TASKS FOR THIS EXERCISE -
1. In the passage on compliance diligence below, rewrite the paragraph beginning "According to Ms Townsend, additional hurdles" as a bulleted list that keeps its main facts.
2. According to the passage on compliance diligence below, what does Ms Townsend cite as an example of conflicts of law in cross-border M&A?
3. Summarize the passage on compliance diligence below in two sentences.

EXTRACT PROVIDED -

┌────────

It can be challenging for acquirers to uncover potential non-compliance issues within a target company, but there are several approaches which may be adopted. “The compliance team should assess the specific risks presented by the target’s lines of business and markets, issue a targeted compliance questionnaire, analyse the target’s responses, and review a risk-based sample of key documents,” suggests Ms Townsend. “If the review identifies potential areas of non-compliance, acquirers should evaluate the pros and cons of requiring the target to conduct an investigation and, if appropriate, make a voluntary disclosure before acquisition, versus disclosing after acquisition or simply remediating without disclosure.”

According to Ms Townsend, additional hurdles often arise in the cross-border context. “Compliance diligence in cross-border M&A must be conducted with sensitivity to conflicts of law between the relevant jurisdictions, such as EU blocking regulations implemented in opposition to the US’ unilateral embargoes on Cuba and Iran,” she notes. “Such conflicts of law may complicate remediation of non-compliance and post-acquisition implementation of parent policies and procedures, and may require collaboration between compliance counsel in multiple jurisdictions.”

└────────

DATA SUPPLIED -
┌────────

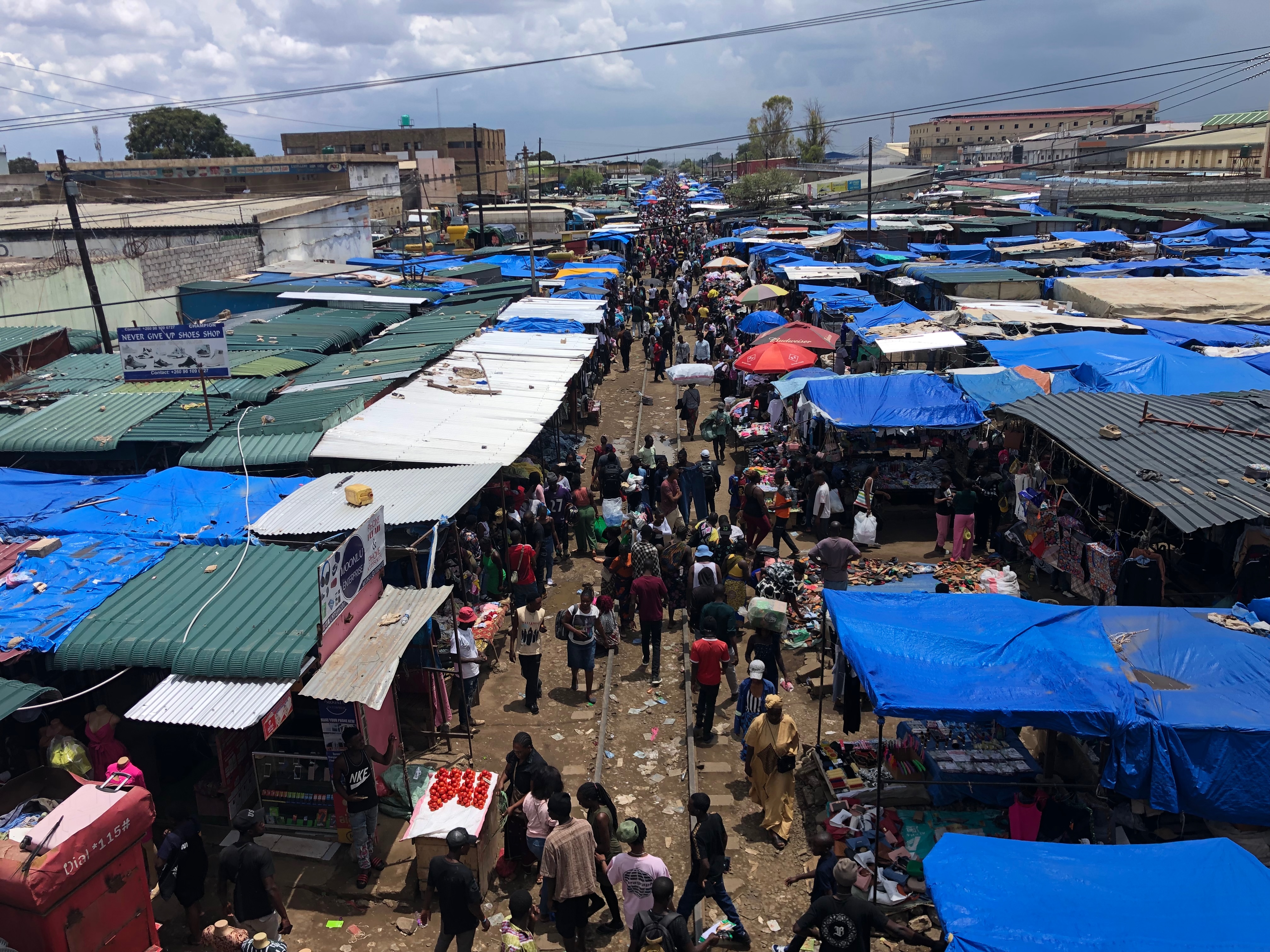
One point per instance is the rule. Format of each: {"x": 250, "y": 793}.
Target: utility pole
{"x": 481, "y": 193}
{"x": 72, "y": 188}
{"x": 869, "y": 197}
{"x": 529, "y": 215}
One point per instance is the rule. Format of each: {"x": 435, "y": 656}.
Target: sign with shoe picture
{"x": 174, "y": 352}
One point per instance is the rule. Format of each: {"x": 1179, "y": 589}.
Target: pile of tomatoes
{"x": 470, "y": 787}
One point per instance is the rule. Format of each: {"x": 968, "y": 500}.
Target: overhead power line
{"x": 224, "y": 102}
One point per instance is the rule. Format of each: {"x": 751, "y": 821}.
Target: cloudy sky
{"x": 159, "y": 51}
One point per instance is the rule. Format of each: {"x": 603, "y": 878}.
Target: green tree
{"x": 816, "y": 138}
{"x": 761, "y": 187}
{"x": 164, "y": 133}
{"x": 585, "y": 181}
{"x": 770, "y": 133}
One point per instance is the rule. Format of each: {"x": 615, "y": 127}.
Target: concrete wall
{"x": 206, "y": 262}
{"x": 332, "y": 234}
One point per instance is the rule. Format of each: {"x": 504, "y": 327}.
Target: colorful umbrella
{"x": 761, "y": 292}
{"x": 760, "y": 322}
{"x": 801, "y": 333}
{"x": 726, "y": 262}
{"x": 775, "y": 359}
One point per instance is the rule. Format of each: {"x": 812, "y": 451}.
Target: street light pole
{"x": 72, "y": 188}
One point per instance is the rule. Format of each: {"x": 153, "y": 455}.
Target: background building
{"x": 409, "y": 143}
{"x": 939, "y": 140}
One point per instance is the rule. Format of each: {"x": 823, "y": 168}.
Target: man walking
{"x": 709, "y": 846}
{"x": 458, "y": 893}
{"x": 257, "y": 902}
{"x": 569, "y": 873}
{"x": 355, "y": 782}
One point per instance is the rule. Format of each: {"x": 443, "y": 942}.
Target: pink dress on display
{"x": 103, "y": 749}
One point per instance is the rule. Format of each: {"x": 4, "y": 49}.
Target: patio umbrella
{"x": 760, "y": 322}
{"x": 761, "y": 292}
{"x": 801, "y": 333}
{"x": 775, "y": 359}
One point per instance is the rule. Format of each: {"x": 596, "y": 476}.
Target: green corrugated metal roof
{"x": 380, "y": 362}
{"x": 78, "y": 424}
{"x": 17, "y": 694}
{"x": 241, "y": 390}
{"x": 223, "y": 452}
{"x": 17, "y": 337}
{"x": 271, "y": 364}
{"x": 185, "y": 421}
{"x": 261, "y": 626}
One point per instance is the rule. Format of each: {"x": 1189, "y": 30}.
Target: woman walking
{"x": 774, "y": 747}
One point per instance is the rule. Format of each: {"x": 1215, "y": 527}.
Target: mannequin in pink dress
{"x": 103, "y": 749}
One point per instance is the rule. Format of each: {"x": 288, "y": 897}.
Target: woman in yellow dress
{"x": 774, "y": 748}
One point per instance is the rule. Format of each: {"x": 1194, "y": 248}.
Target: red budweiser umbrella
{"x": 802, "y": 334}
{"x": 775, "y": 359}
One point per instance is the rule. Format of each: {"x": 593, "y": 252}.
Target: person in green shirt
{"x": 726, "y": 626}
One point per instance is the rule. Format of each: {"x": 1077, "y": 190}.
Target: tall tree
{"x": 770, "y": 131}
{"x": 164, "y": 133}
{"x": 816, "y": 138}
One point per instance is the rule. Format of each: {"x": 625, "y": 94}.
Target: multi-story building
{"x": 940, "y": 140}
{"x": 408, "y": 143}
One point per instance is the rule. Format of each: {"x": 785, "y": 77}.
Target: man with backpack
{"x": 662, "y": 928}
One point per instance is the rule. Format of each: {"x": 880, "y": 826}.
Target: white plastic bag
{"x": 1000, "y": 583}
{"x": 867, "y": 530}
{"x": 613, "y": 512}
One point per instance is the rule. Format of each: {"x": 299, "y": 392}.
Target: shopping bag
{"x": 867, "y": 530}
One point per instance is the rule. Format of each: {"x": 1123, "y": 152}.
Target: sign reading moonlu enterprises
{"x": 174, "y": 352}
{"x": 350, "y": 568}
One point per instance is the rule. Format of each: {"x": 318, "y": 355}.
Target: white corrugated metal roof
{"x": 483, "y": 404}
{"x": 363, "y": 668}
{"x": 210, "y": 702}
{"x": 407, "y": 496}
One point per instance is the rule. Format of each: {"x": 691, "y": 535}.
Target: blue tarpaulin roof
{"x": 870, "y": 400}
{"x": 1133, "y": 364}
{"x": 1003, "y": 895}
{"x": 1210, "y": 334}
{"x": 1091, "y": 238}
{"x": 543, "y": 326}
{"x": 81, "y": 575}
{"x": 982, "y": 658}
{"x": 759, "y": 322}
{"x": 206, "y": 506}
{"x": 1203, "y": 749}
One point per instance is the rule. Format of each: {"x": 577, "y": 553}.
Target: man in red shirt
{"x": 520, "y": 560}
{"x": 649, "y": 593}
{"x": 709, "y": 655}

└────────

COMPLETED EXERCISE -
1.
- Cross-border deals often bring additional hurdles, according to Ms Townsend.
- Compliance diligence in cross-border M&A must take account of conflicts of law between the relevant jurisdictions.
- One example is the EU blocking regulations implemented in opposition to the US' unilateral embargoes on Cuba and Iran.
- Such conflicts may complicate remediation of non-compliance and the post-acquisition implementation of parent policies and procedures.
- They may also require collaboration between compliance counsel in multiple jurisdictions.

2. She cites the EU blocking regulations implemented in opposition to the US' unilateral embargoes on Cuba and Iran.

3. To uncover potential non-compliance at a target company, Ms Townsend suggests that the compliance team should assess the target's specific risks, issue a targeted questionnaire, analyze the responses, and review a risk-based sample of key documents. She adds that acquirers should then weigh whether to disclose any problems found and, in cross-border deals, should account for conflicts of law that may complicate remediation and require counsel in multiple jurisdictions.